Est-il intéressant, dans les conditions économiques actuelles, de vous engager dans la production spécialisée des lapins à fourrure ? Présentement non, si vous considérez que la vente des peaux doit constituer le profit essentiel d’une telle entreprise.

Qu’il s’agisse d’élevage familial ou d’élevage commercial, le point de vue ne varie pas, même en faisant entrer en ligne de compte la valeur substantielle des carcasses.

Rappelez-vous que l’augmentation du poids de viande de vos lapins ne se poursuit qu’au ralenti à partir de l’âge de quatre à cinq mois. Or, pour que les peaux acquièrent toute leur valeur commerciale, vous êtes obligé de pousser l’élevage de vos bêtes jusqu’à l’âge de huit à dix mois, afin de vous assurer des peaux d’hiver parfaitement fourrées, après la dernière mue, la mue d’été.

Si votre élevage est bien compris, bien conduit, et les sujets copieusement alimentés, les carcasses de ceux de quatre à cinq mois sont vendues un très bon prix et seront pour longtemps encore très recherchées. Les lapins de consommation le seront tant que ne s’équilibrera pas l’offre et la demande sur le marché de la viande de boucherie.

Lapins et volailles continueront donc à être très demandés partout, mais surtout dans les agglomérations. Et vous savez à quel point ils vous sont précieux pour vos propres approvisionnements !

Par ailleurs, le marché des peaux de lapins à fourrure fine est toujours fluctuant et quelque peu dans le marasme. Toutefois, en raison des immenses besoins de l’industrie de la fourrure et des prix qu’atteignent et vont longtemps atteindre les pelleteries de sauvagines d’importation : renards-argentés, platinés et bleus, visons, martres, zibelines, opossums, ragondins, ondatras, etc., les peaux de lapins à fourrure fine pourront être très recherchées. Alors, si la production du lapin est redevenue abondante, le prix des carcasses s’établira vraisemblablement à des cours plus normaux, et les recettes des peaux de ceux abattus en hiver fourniront un appoint appréciable.

Pour cela, il importe que soient modifiées totalement la compréhension et les méthodes d’élevage de ces lapins.

Il existe un nombre très important, trop important de variétés ou races de ces lapins : blancs, bleus, gris, argentés, lilas, havanes, fauves, etc., à mettre en œuvre sans teinture. C’est très intéressant pour un collectionneur ; mais une telle diversité l’est moins au point de vue commercial pour le fourreur.

■ **Données**

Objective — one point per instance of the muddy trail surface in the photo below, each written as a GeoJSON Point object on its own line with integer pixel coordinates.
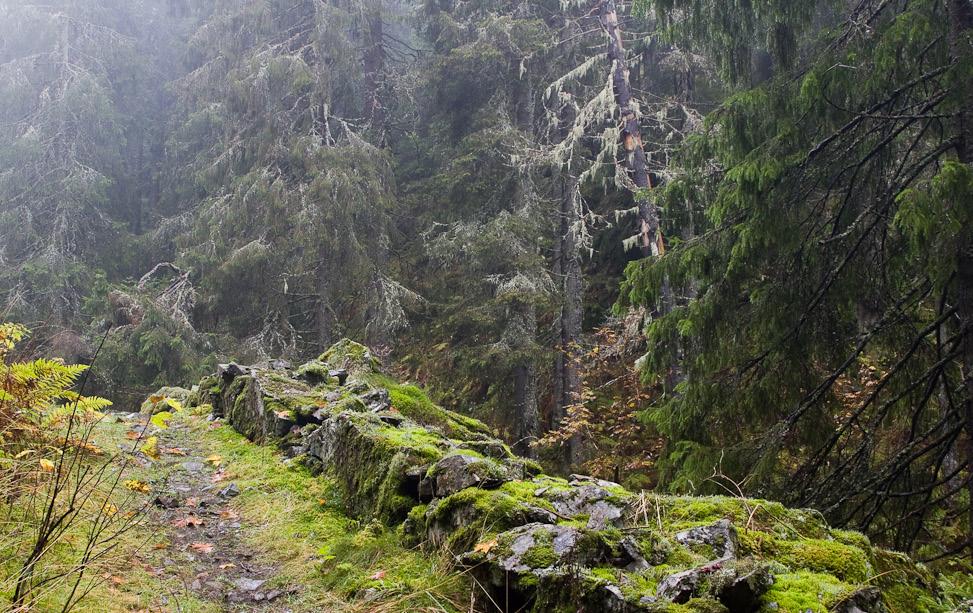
{"type": "Point", "coordinates": [205, 553]}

■ **Consigne 1**
D'après l'article sur l'élevage des lapins à fourrure, jusqu'à quel âge faut-il mener les bêtes pour obtenir des peaux d'hiver ayant toute leur valeur commerciale ?
■ **Consigne 2**
Rédigez, s'il vous plaît, la suite de l'article sur l'élevage des lapins à fourrure, à partir de sa dernière phrase.

■ **Réponse rédigée 1**
Jusqu'à l'âge de huit à dix mois.

■ **Réponse rédigée 2**
Il peut en être autrement de la production des fourrures pour votre usage, dans l’élevage familial, car vous vous destinez alors des lapins à la viande plus dense ; mais vous ne disposez, dans le même temps, que de deux portées annuelles de sujets pour la cuisine, alors que vous bénéficiez du tiers en plus si vous les sacrifiez plus tôt, soit trois portées au lieu de deux dans l’année.

Dans le cas actuel, ce n’est pas la rareté qui détermine la valeur des peaux, mais l’abondance de celles homogènes comme taille, densité du fourrage, et surtout couleur, qui permet de les coter à un prix suffisamment élevé. Il faut en effet une quarantaine de peaux parfaitement assorties pour exécuter un manteau, donc des centaines, des milliers pour intéresser un fourreur. Car, s’il établit un modèle flatteur, il peut être en mesure de multiplier celui-ci à la demande. Un tel résultat est conditionné par la production individuelle ou collective d’un type uniforme « standard ».

Pour constituer des lots importants et les commercialiser avantageusement, ne produisez donc pas en ordre dispersé. N’élevez qu’une seule race et entendez-vous avec des éleveurs de votre région pour qu’ils produisent la même race et de la même façon. Ayez l’esprit d’équipe, pour constituer des lots très importants de peaux parfaitement homogènes en tout.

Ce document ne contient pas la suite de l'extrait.